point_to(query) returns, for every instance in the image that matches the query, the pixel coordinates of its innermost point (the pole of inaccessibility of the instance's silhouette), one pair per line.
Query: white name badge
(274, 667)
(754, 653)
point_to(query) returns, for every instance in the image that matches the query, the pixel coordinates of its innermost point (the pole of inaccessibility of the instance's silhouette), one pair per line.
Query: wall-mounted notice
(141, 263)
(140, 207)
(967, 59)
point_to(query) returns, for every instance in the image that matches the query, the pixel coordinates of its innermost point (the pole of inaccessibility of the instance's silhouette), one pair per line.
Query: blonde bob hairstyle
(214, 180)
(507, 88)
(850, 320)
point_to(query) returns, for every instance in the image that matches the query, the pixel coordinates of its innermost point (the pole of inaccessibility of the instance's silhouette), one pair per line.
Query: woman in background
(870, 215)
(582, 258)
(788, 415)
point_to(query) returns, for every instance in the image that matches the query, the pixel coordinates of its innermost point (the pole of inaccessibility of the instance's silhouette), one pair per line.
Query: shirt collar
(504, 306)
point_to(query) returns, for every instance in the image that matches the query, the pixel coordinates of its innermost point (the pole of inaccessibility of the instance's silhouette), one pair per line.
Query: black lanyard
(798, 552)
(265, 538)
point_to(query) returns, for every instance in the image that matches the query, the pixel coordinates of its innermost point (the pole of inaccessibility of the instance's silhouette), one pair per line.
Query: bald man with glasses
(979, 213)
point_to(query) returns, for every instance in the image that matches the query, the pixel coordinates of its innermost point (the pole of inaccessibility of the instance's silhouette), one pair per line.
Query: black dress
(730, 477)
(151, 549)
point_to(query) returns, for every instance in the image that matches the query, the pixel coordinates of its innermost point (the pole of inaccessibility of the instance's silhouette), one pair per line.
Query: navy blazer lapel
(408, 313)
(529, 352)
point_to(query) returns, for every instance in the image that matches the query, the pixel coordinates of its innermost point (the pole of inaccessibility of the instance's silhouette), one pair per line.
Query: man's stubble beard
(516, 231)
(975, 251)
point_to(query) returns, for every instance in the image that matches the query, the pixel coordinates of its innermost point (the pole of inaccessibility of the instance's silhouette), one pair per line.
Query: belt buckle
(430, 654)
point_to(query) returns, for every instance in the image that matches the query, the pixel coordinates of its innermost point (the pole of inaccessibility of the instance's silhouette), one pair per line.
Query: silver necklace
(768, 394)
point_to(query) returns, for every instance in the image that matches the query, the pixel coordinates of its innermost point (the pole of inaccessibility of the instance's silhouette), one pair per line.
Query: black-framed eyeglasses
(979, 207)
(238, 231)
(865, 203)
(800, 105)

■ DESCRIPTION OF THE TASK:
Transcribe the material above word for word.

■ OUTPUT OF THE EXERCISE:
point_to(query) returns, for every instance in the image that matches the query, the pixel coordinates of its innermost point (the pole of inaccessibility of the instance's silhouette), one pair per line.
Query: white name badge
(274, 667)
(754, 653)
point_to(query) returns, for every instance in the image that matches the query, the pixel coordinates of its innermost point (the pole of inaccessibility of the instance's silhouette), one pair per line.
Query: wall-mounted notice
(141, 263)
(140, 207)
(967, 59)
point_to(query) returns, for every instance in the image that matches the query, the pixel coordinates of its innermost point (the pole of inaccessibility of the instance's silhouette), one pair per line.
Query: blonde bob hairstyle
(214, 180)
(507, 88)
(850, 320)
point_to(query) returns, for every instance in the image that matches the query, the pixel coordinates of its innermost point (the pole of inaccessibility of the instance's silhouette), one pair per line.
Query: woman in background
(870, 215)
(582, 258)
(788, 415)
point_to(query) returns, for every instance in the image that matches the query, the pixel coordinates of its innermost point (the pole of inaccessibility of the instance's silhouette), one pair per line.
Query: shirt collar
(504, 306)
point_to(query) returns, for every instance in the image that matches the query, the pixel coordinates of its innermost point (the pole of inaccessibility of the instance's silhouette), one pair per line.
Query: black lanyard
(798, 552)
(265, 538)
point_to(query) returns, for every instance in the image that matches the query, the pixel coordinates of its innermost point (the pole of inaccessibility of the instance's silhouette), one pair per line.
Query: bald man with glasses
(979, 213)
point_to(query) returns, for every instance in the image that matches the query, the pixel coordinates of its innermost point (the pole of inaccessibility of the instance's silhouette), one pair per line.
Query: black dress
(730, 477)
(151, 549)
point_to(query) returns, for every instance in the image that matches the query, the pixel coordinates of its innermost point (the pole of inaccessibility of the instance's silhouette), one pair per line.
Query: navy blazer lapel
(408, 313)
(529, 352)
point_to(query) returns, for every instance in the image that matches the query, the pixel coordinates of its innermost point (the pole of inaccessibility of the instance's silhouette), one pair per line.
Query: man's stubble beard
(516, 231)
(975, 251)
point_to(query) returns, for every instance in the image that matches the query, the pixel coordinates of its innermost point (the pole of inaccessibility of the instance's silhouette), one pair per line.
Query: belt buckle
(430, 654)
point_to(query) returns, for every instance in the image that matches the query, the pixel coordinates of its innermost point (the pole of inaccessibility of the instance's silhouette), one pair per line.
Query: silver necklace
(768, 394)
point_to(query) returns, for every instance in the image that matches the query, the pixel coordinates of its innermost point (the pole of inaccessibility of the instance's silhouette), one pair per line.
Query: black-framed eyeglasses
(979, 207)
(238, 231)
(865, 203)
(800, 105)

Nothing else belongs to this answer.